** Instruction A **
In the listing, take the stretch from the line containing "the boat window" through the end of the listing and rewrite it with "innermost" substituted by "central" everywhere it appears. Leave everything else unchanged.

Trigger words are linguistic associations that help you to recognize pitches.  You may have heard someone else describe how pitches sound to them-- certain pitches, they say, may be "round" or "whiny" or "bold" or whatever.  You can use words in the same way to help yourself recognize which pitches you are listening to-- but you can't use theirs.  You have to make your own.

It's not very helpful for someone to tell you what the notes sound like to them.  When I say the word "twangy" it means many things to me-- the bounce of a trampoline, words with a Texas accent, the string of a slap bass.  If someone tried to tell me that a note was "twangy", I would try to hear in that note any and all of the sound qualities which I associate with the word "twangy"-- and it's entirely possible that none of those sounds that I know is what they're actually talking about!

When you use a trigger word, it needs to be very specific in your own mind.  Some people try to make arbitrary associations and make those associations stick: they might assign a color to each note, or let someone tell them adjectives for each note.  But the note names, A through G, already are arbitrary associations.  Unless your associations mean something very specific to you, you won't do much better by using other random associations; you might as well just use the notes' letter names.  When you hear the characteristic described by your trigger word, you must know that no other note causes you to feel the same way.  It's so easy to assign your own words, too, that you really should!  You can create your own trigger words while you work on identification drills, first by assigning words and then by refining them.

Here's how you can create your own trigger words.  Write down on a piece of paper the note names that you are working with.  Play each note, let yourself feel the note, and think of a word that you associate with that feeling.  Write that word down, next to the name of the note.  This word does not have to be an adjective!  Just come up with a word that makes you feel the same way.  It could be "pizza" or "cartoons" or "skeptical"-- any word at all, as long as the word evokes a specific feeling that you can recognize.  Do this for each of the notes you are working with.  Then, when you begin listening to the notes in your drill, listen for how the note makes you feel.  Does that feeling match one of the trigger words you've written down?  If so, you can name the note.  Bingo.

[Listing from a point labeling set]
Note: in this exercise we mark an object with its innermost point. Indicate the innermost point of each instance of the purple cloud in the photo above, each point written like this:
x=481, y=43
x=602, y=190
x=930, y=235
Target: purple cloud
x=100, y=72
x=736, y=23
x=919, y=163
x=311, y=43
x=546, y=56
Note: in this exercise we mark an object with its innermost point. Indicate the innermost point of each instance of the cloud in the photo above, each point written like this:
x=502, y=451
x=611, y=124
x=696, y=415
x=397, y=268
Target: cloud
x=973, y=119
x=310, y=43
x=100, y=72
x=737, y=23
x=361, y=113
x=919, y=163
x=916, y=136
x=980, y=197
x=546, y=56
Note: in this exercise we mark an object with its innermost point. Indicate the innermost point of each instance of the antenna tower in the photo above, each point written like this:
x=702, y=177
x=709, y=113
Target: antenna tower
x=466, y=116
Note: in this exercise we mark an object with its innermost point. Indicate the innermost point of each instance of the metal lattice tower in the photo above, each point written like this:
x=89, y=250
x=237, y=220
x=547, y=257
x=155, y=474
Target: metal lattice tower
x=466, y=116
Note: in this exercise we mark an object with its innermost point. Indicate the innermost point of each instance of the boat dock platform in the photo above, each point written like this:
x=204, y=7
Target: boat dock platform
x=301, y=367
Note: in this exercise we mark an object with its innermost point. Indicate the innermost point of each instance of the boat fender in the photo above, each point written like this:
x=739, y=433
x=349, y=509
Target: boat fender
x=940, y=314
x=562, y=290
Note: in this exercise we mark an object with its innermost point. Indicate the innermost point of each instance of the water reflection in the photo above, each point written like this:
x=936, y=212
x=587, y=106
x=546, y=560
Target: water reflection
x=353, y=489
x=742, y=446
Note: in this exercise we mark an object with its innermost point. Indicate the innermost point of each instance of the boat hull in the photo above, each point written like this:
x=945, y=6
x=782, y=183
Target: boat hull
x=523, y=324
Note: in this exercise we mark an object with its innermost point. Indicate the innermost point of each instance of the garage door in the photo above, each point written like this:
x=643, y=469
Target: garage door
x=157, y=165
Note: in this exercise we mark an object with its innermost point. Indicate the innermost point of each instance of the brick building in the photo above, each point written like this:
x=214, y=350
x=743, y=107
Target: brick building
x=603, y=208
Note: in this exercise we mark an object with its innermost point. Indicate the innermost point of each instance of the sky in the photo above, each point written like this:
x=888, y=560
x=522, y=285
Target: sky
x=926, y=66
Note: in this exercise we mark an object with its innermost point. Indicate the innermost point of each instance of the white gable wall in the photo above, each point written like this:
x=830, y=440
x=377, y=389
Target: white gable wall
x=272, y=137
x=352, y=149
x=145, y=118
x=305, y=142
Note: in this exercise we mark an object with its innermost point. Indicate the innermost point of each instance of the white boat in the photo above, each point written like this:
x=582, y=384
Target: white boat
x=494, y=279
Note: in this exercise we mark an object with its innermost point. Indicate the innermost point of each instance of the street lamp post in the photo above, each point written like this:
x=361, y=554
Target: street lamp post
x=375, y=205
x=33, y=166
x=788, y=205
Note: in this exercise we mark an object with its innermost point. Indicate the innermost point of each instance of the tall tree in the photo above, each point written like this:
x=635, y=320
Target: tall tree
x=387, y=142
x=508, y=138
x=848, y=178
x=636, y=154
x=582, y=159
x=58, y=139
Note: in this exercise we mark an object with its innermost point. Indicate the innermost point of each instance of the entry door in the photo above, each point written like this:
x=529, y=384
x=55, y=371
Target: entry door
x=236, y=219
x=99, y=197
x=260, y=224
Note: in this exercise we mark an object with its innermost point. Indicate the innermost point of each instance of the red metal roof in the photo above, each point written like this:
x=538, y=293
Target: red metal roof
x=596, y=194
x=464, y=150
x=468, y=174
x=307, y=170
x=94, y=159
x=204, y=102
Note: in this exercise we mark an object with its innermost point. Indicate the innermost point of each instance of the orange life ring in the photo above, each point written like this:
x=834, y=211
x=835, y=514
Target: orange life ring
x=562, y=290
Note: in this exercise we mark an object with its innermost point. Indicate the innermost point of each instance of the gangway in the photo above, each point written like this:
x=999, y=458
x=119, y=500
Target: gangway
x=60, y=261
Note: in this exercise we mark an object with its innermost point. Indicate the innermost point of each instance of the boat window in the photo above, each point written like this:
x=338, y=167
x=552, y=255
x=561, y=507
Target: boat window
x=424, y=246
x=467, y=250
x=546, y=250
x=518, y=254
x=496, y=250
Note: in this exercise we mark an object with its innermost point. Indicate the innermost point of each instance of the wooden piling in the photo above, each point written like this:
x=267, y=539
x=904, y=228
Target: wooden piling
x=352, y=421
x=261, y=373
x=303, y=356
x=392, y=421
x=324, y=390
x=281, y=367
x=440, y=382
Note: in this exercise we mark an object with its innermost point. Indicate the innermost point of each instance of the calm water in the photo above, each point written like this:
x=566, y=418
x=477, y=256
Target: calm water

** Instruction B **
Reproduce the stretch of the passage on trigger words from "Here's how you" through "the note.  Bingo." word for word.

** Exercise response A **
Note: in this exercise we mark an object with its central point. Indicate the central point of each instance of the boat window in the photo above, each point written like this:
x=338, y=167
x=552, y=255
x=561, y=507
Target: boat window
x=424, y=246
x=467, y=250
x=546, y=250
x=518, y=254
x=496, y=250
Note: in this exercise we mark an object with its central point. Indicate the central point of each instance of the wooden piling in the photo above, each point written like this:
x=267, y=539
x=904, y=228
Target: wooden piling
x=352, y=421
x=261, y=373
x=303, y=356
x=392, y=421
x=324, y=390
x=281, y=367
x=440, y=382
Note: in this exercise we mark an object with its central point. Indicate the central point of each instance of the calm water in the photo above, each point written like this:
x=566, y=418
x=477, y=256
Target: calm water

** Exercise response B **
Here's how you can create your own trigger words.  Write down on a piece of paper the note names that you are working with.  Play each note, let yourself feel the note, and think of a word that you associate with that feeling.  Write that word down, next to the name of the note.  This word does not have to be an adjective!  Just come up with a word that makes you feel the same way.  It could be "pizza" or "cartoons" or "skeptical"-- any word at all, as long as the word evokes a specific feeling that you can recognize.  Do this for each of the notes you are working with.  Then, when you begin listening to the notes in your drill, listen for how the note makes you feel.  Does that feeling match one of the trigger words you've written down?  If so, you can name the note.  Bingo.